Document extract
- Opening Delimiter -
Senate debates
Wednesday, 23 June 2010
Committees
Finance and Public Administration References Committee; Report
6:42 pm
Concetta Fierravanti-Wells (NSW, Liberal Party, Shadow Minister for Ageing) Share this | Hansard source
Australians had an expectation that Mr Rudd would fix hospitals. That was his promise in 2007. Remember, ‘The buck stops with me. I have a plan to fix hospitals by 2009.’ Of course 2009 came and went. We have no plan. When the heat and the pressure really started to be put, he decided it was time that he needed to do something—a plan that is now in disarray. Despite all the hype and all the talk and all the spin without the substance, another cobbled-together plan emerged from the Prime Minister.
After 2½ years that this government had to develop a plan to ‘end the blame game’, what do we have? We were told, ‘We did not formally start this agreement until 5 February’—the formality started on 5 February—and then there was the Prime Minister at the National Press Club on 3 June with his first blueprint, the blue book. So we went from the big promises in the blue book on to the sales pitch that the government had in the green book. Then reality set in and we had the agreement and we had the red book. Of course, the reality is very different from the hype. The wheels are starting to fall off. It is very clear that ‘local’ does not mean local. The doctors on the Local Hospital Networks will not come from the local area, they will come from outside the area.
The transparency and the accountability so touted in the red book to stop the states syphoning off monies and using dollars for bureaucracy are gone; the National Funding Authority—gone, dumped even before the ink was dry. Funded? This campaign is a false, deceptive and misleading campaign of federal funding, and run locally, is just that: $29.5 million—another hypocrisy of this government. They called government advertising a cancer on democracy and here is their independent committee approving this campaign without even looking at the ads.
- Closing Delimiter -
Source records
- Opening Delimiter -
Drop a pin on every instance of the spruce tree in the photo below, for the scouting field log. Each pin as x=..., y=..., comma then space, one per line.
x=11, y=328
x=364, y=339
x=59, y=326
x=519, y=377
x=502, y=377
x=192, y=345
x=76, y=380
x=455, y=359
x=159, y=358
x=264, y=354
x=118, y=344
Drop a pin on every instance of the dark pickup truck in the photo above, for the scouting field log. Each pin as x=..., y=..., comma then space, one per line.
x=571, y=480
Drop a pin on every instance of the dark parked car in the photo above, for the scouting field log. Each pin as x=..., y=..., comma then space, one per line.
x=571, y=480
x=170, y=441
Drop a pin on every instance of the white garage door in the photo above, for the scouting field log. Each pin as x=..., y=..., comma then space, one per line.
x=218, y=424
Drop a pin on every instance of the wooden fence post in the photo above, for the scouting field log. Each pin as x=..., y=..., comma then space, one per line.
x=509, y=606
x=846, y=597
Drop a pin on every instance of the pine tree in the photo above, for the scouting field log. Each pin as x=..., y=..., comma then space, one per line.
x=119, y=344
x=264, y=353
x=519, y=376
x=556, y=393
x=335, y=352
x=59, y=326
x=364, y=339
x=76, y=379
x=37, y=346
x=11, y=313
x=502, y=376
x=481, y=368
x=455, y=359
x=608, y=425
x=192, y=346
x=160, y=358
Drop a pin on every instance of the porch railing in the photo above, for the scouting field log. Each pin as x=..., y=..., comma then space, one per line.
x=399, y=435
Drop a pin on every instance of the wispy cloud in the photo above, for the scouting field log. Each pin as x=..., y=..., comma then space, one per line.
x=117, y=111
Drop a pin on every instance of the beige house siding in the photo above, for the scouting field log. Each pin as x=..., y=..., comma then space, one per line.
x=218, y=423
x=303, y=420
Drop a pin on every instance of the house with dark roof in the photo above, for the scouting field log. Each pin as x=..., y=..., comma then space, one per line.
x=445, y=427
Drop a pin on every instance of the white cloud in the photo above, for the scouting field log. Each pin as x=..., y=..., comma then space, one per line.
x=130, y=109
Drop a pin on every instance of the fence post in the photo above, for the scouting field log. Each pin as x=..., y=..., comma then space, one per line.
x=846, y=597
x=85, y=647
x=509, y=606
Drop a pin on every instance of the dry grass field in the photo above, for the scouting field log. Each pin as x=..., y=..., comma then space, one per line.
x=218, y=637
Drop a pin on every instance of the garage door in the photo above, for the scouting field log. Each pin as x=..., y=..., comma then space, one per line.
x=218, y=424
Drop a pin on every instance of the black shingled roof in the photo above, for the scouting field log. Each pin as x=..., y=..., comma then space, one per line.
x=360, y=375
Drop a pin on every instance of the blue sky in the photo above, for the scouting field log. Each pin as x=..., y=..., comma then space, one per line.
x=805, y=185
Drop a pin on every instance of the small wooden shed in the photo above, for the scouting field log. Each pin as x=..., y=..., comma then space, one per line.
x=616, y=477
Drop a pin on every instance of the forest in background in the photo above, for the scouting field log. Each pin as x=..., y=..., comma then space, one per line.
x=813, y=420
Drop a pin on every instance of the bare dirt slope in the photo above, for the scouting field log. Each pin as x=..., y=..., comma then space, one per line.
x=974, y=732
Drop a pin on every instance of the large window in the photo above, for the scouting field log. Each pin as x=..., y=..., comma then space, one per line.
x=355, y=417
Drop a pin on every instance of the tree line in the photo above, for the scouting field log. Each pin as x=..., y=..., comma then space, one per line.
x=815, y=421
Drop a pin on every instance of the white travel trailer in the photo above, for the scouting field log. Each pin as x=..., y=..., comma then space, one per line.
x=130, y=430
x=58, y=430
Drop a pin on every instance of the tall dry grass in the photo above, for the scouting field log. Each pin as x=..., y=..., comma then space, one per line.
- Closing Delimiter -
What you will do
Please continue the Senate speech on hospital reform from the point where it stops.

Solved problem
We have no real reform. As people said, ‘Labor’s wasted opportunity for real health.’ No real reform, business as usual with the states and, of course, the many, many specific concerns. As the AMA said:
The AMA is concerned that the funding structure agreed to in the IGA will not end the blame game, but instead merely provide different opportunities to undermine and ‘game’ the system.
So more bureaucracy—forget ending the blame game—because that is exactly what we are going to have. The public expectation of fixing the hospitals will not be met. There is no confidence that our public hospitals will be fixed; there is more of the same. One only has to look at page 6 of the Australian today—the headline says it all: ‘Reforms to health “business as usual”’—because that is what it is. The states are more entrenched than ever and this is business as usual. This is not reform. This is not what the Australian public wanted.